Document:
===============

A recent installment of this series touched on the corrupt nature of recruiting in college football. One of the more under-appreciated themes in Johnny Be Good is the promise of a better life offered to those high-schoolers who have what it takes to play at the next level. Be it the rigid class structure of 19th-century England or the more fluid nature of 20th-century America, the fuel which drives the engine of upward mobility is money…and where there’s money, there’s corruption.

This brings us to the tale of Eric Dickerson. The pride of Sealy, Texas, Dickerson was tearing up the playing fields of southeastern Texas in 1978, so much so that the 6’3″, 202-pound running back was being inundated with promises of a “better” life by the “mystery benefactors” which are the money-pumps which infuse those universities with the gargantuan athletic departments with the rivers of cash with are their life-blood.

As one can learn from Johnny Be Good, promises of cash, cars, girls, and just about anything else which would appeal to an 18-year-old boy are extremely illegal in the world of college football recruiting. But as we should all know by now, making things illegal in no way makes them disappear; it just makes the efforts not to be caught doing them more robust.

===============

Data rows:

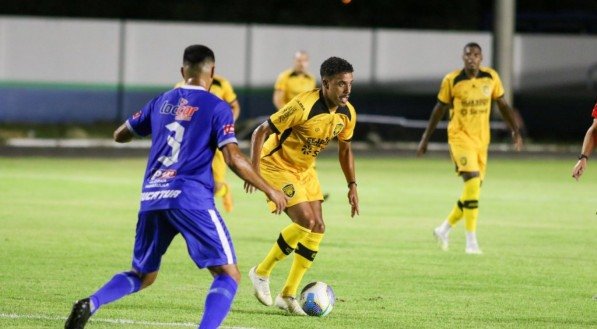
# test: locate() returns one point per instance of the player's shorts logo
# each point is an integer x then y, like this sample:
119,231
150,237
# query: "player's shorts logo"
288,189
338,128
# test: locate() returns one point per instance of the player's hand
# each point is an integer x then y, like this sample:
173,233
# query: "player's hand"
249,188
353,200
579,168
517,141
278,198
422,148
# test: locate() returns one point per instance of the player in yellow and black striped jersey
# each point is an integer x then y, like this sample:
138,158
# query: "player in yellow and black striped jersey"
293,81
469,93
284,149
222,88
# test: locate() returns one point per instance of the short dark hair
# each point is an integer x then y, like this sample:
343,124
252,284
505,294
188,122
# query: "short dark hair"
197,55
472,45
333,66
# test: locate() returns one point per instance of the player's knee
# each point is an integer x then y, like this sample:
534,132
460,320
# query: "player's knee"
147,279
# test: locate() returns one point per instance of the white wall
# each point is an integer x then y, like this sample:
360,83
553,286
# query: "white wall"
154,50
87,51
49,50
421,55
274,46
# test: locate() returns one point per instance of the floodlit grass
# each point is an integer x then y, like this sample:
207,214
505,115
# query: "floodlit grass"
67,225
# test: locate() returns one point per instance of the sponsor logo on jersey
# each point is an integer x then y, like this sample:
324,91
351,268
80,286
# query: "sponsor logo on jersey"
158,195
338,128
228,129
181,111
163,174
288,189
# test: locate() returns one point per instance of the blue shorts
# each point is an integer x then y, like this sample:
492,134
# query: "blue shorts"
208,240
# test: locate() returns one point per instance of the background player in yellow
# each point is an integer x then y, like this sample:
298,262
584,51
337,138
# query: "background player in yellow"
222,88
468,93
293,81
301,129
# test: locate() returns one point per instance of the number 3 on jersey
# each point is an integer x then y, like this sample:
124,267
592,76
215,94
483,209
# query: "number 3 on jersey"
174,142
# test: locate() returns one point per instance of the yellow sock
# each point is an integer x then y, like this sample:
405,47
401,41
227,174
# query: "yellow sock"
303,259
456,213
472,190
287,242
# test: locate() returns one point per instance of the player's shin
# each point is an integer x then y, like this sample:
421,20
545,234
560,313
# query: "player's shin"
218,301
286,243
120,285
303,259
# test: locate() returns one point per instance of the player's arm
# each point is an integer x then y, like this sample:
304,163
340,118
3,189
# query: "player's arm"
508,115
588,145
439,110
123,134
346,159
258,138
237,162
235,106
278,98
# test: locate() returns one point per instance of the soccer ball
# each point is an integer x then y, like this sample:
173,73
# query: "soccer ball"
317,299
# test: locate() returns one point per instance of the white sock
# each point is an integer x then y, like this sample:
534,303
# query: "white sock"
445,227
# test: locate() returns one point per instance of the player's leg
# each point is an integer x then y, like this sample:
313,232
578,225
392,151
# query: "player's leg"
289,236
471,207
307,248
153,236
209,245
222,189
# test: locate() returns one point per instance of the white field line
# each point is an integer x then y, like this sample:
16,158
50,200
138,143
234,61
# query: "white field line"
112,321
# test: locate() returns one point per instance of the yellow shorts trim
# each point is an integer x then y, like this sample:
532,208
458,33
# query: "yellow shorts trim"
469,159
298,187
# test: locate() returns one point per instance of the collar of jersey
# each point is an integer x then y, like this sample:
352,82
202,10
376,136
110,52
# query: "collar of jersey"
194,87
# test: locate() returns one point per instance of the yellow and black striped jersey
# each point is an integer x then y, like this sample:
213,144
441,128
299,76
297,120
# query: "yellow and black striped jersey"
303,128
470,101
293,83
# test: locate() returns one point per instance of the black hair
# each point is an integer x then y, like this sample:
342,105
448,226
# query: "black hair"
472,45
333,66
196,55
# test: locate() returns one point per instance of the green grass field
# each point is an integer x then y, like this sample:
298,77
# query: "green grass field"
67,225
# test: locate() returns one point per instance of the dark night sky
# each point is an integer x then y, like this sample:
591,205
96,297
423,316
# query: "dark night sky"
571,16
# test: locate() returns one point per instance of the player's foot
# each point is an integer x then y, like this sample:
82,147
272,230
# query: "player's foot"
442,239
227,199
473,249
261,287
79,315
289,304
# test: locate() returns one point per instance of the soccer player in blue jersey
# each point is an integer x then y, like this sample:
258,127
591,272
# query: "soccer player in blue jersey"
186,125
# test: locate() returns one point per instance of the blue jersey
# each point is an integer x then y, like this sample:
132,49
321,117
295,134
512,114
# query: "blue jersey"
186,125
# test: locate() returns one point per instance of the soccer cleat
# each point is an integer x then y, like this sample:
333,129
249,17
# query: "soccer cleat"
261,287
442,239
290,305
473,249
79,315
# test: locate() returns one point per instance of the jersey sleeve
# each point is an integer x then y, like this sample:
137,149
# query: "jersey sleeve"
288,116
140,122
346,134
498,89
445,91
228,92
281,81
224,125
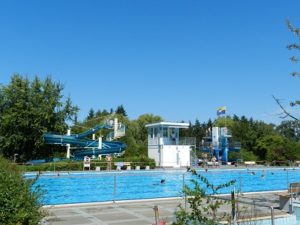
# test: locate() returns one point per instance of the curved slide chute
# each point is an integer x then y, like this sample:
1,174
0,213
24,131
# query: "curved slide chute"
87,147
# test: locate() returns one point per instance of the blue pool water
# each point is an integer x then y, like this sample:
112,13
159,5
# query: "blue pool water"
84,187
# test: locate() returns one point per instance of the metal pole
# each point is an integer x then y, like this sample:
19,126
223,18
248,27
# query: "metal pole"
155,208
287,178
115,187
272,215
241,182
183,182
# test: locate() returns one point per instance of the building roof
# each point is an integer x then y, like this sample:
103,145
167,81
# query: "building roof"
168,124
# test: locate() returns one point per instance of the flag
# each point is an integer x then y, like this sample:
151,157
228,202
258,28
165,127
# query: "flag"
221,111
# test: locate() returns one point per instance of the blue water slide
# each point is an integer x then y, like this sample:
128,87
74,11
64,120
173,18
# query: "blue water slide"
85,146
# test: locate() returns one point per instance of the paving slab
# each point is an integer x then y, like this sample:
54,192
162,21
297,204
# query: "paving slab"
141,212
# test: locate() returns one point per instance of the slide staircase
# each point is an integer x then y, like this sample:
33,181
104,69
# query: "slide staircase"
83,146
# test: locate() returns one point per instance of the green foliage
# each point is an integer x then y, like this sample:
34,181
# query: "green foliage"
27,110
203,206
289,129
18,203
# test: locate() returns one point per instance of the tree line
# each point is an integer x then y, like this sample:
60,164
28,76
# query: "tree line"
30,108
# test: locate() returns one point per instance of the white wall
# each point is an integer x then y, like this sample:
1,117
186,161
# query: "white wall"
175,156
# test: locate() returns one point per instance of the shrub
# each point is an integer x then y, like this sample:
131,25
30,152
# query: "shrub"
204,206
19,204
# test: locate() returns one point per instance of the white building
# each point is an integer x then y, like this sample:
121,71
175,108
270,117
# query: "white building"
165,146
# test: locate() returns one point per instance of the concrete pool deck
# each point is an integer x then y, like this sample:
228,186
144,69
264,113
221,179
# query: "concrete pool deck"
142,213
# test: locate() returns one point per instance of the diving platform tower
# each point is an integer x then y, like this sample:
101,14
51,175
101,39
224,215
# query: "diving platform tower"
218,143
166,147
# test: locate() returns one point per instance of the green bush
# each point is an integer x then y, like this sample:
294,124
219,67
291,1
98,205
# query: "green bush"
19,204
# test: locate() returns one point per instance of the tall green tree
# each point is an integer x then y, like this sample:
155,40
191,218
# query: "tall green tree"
294,59
27,110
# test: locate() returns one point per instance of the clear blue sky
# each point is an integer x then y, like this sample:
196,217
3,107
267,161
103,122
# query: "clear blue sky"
177,59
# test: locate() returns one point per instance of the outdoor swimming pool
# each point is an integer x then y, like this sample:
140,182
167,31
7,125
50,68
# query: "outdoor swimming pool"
86,187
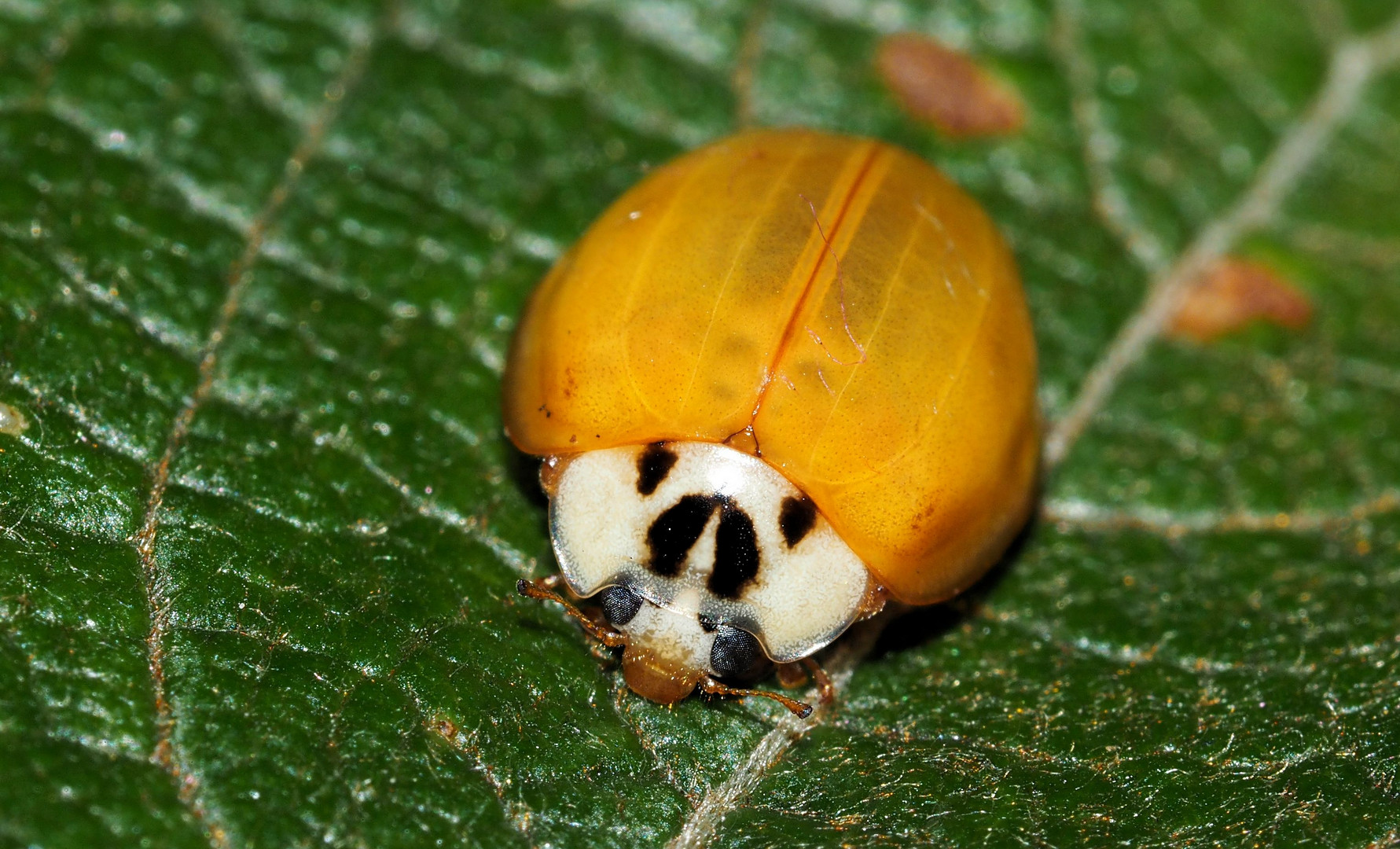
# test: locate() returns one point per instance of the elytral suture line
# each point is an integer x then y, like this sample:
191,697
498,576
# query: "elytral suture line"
1354,64
156,579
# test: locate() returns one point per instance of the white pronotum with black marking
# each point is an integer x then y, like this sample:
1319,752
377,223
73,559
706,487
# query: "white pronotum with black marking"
702,557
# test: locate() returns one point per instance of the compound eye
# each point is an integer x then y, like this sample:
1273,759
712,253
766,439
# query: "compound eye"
735,652
619,605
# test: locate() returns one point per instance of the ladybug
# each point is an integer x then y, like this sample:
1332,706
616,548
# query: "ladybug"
786,377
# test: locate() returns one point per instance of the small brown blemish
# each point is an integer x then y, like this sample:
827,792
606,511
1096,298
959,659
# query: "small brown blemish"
1233,293
946,89
744,440
12,421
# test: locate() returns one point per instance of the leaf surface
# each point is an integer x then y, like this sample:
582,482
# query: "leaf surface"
259,265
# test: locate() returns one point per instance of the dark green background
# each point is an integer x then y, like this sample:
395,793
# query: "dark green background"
345,660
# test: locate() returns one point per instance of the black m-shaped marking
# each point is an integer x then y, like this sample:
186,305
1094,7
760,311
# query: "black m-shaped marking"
675,531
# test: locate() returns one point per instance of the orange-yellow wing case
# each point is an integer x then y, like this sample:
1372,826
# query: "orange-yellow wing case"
837,296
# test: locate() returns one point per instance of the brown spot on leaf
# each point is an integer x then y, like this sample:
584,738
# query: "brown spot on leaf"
12,421
946,89
1233,295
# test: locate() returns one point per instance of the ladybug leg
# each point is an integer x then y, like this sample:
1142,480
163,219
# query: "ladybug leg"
543,590
824,682
790,674
549,582
713,688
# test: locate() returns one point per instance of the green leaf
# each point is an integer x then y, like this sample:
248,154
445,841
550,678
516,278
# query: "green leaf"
259,265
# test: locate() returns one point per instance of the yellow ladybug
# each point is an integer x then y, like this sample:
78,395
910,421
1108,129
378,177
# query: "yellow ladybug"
781,379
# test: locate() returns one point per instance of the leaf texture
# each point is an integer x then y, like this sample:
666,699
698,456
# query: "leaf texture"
259,263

===============

Problem 1: In the piece on college football recruiting, how tall and how heavy was Eric Dickerson in 1978?
Problem 2: Continue the piece on college football recruiting from where it stops.

Final answer 1: He was 6’3″ and 202 pounds.

Final answer 2:
In the case of “Pip” Dickerson, those schools with the most robust efforts included the gargantuan-est of the gargantuan such as Southern California, Oklahoma, and Texas A&M. It was the Aggies of Texas A&M who pulled into the lead by securing a commitment from Dickerson right about the same time he was seen on the streets of Sealy driving a brand new Pontiac Trans-Am. In a working-class cattle town of less than 4,000 people, the local high-school football star laying rubber all over Main Street in a brand-new, bright gold hot rod is going to draw attention.

Ron “Magwitch” Meyer

At this point, Ron “Magwitch” Meyer went full-on “benefactor/convict.” At the time, Meyer was the head coach of Southern Methodist University in Dallas. SMU was an emerging football power, but they had not yet ascended to “gargantuan-est of the gargantuan” status yet. But landing “Pip” Dickerson would bring SMU from the remote shepherded scrubs of New South Wales to the heart of the Queen’s very own London in the college football world.

That thought squarely in mind, “Magwitch” Meyer set out to woo “Pip” Dickerson away from Texas A&M. Meyer plan started with charming Dickerson’s great-aunt, who held great sway over the football star. Once she took a liking to coach “Magwitch,” she convinced “Pip” Dickerson to switch his commitment from the Aggies to the Mustangs of SMU.

Of course, Meyer sweetened the deal, although we may never know with what exactly with what. To this day, “Pip Dickerson maintains his line “even if I did take something, I still wouldn’t tell.” In other words, “Magwitch” was giving, and “Pip” was taking.

The “Trans A&M”: Jim Rockford would have loved it.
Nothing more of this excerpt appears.